[Pointing records]
- - -
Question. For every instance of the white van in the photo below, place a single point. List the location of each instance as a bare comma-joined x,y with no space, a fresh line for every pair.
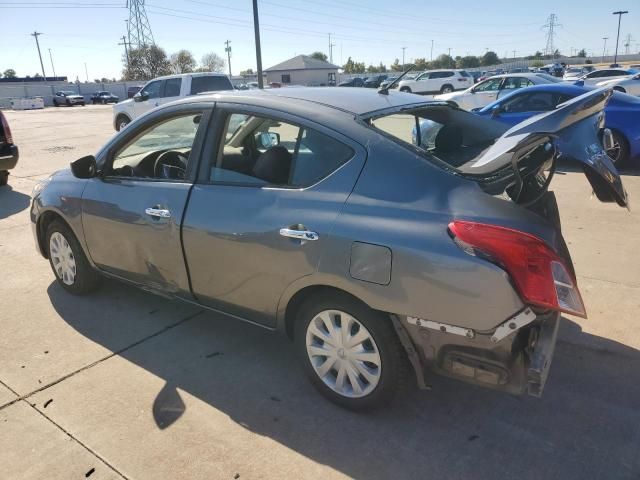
166,89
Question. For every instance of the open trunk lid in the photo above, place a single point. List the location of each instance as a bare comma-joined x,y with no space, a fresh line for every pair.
573,131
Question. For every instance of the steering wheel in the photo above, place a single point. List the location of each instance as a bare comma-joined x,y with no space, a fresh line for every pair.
170,165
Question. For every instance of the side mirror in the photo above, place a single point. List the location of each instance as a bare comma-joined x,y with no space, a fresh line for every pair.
84,167
268,139
140,97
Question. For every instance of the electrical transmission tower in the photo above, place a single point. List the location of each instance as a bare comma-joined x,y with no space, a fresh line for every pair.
550,26
138,28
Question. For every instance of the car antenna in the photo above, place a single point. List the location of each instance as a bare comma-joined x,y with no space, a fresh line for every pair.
385,90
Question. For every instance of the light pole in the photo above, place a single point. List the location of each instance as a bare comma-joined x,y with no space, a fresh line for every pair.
52,67
256,29
228,50
35,35
619,13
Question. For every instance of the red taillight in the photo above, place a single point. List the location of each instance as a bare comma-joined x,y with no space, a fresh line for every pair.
5,127
540,276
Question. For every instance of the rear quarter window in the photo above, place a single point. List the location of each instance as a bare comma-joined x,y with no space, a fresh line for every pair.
209,84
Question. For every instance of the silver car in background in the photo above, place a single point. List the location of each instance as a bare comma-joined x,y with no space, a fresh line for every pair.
308,211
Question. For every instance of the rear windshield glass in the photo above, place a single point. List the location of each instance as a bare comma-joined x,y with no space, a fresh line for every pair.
453,136
209,84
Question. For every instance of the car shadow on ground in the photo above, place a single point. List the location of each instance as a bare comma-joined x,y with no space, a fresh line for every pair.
587,425
12,201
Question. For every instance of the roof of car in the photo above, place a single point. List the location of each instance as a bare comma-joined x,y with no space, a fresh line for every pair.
358,101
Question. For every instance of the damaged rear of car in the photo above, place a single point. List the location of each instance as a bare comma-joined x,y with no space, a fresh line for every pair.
513,225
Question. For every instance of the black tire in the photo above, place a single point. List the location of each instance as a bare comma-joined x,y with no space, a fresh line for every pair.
87,279
621,155
394,367
121,122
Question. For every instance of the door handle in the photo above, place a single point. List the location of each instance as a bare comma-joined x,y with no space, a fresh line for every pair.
158,212
299,234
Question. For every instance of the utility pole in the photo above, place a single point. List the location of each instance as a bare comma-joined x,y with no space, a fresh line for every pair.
126,52
52,67
256,28
35,35
619,13
551,24
228,50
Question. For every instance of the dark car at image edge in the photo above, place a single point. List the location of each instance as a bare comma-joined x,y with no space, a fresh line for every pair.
8,150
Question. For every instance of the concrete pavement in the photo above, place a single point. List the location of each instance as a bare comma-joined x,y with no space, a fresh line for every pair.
124,384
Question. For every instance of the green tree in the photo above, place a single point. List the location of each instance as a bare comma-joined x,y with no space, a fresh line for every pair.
211,62
469,61
319,56
421,64
183,62
145,63
490,58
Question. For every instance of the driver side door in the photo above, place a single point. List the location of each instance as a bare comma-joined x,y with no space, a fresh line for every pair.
132,212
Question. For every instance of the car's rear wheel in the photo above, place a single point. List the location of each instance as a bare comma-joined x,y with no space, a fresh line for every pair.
351,353
68,261
121,122
619,153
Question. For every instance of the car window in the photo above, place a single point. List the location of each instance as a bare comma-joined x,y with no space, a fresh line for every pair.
173,137
530,102
488,85
172,87
152,89
260,151
209,83
513,83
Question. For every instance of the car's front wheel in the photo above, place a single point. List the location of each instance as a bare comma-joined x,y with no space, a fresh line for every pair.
351,353
619,153
68,261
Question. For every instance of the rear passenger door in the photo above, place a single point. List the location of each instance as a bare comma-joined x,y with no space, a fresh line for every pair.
269,190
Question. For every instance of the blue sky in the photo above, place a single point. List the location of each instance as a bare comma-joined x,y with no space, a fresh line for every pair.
373,31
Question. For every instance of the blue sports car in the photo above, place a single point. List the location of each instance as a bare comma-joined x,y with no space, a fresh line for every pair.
622,114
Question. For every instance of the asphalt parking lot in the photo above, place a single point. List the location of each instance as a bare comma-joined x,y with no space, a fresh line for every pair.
124,384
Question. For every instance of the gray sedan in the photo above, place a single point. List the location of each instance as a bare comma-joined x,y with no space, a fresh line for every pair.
310,212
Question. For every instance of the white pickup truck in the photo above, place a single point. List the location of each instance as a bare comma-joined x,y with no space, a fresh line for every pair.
166,89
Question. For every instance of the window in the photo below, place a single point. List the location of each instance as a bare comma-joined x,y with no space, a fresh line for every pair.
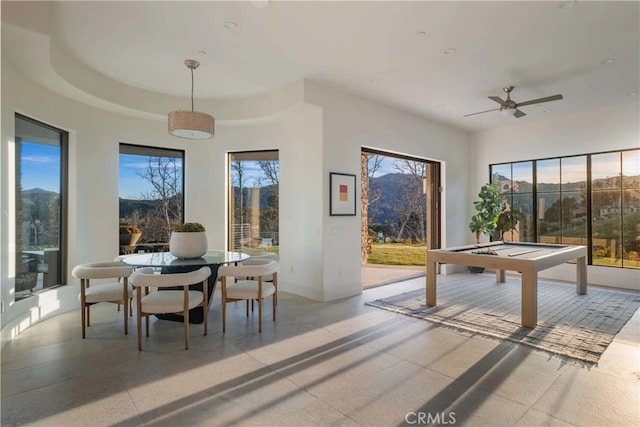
151,193
591,200
254,200
41,177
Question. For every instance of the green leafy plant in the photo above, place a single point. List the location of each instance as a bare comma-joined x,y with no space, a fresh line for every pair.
489,207
189,227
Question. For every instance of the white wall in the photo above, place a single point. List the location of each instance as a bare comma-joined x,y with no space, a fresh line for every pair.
611,128
350,123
- - -
Task brief =
The copy should begin at the line containing "Question. For every instance of the window" and end at the last line of the data above; please restate those lines word for word without the pictures.

Right answer =
Question. For every instance of the window in the photo below, place a single point. List the location of each instance as a bare comma-joined x,y with no space, a fresh line for every pair.
151,193
591,200
254,200
41,177
Question. For every instance of the green leafy plant in the photo above, place a single point. List the location of each instance as a bare comma-joined x,y with no space, a fresh line for every pair.
489,207
189,227
Question. For every instance of the white wall in the photo above, place a single point. List the location of each instance as a bare comma-joined x,y with no space, a fresh line for every pair.
611,128
350,123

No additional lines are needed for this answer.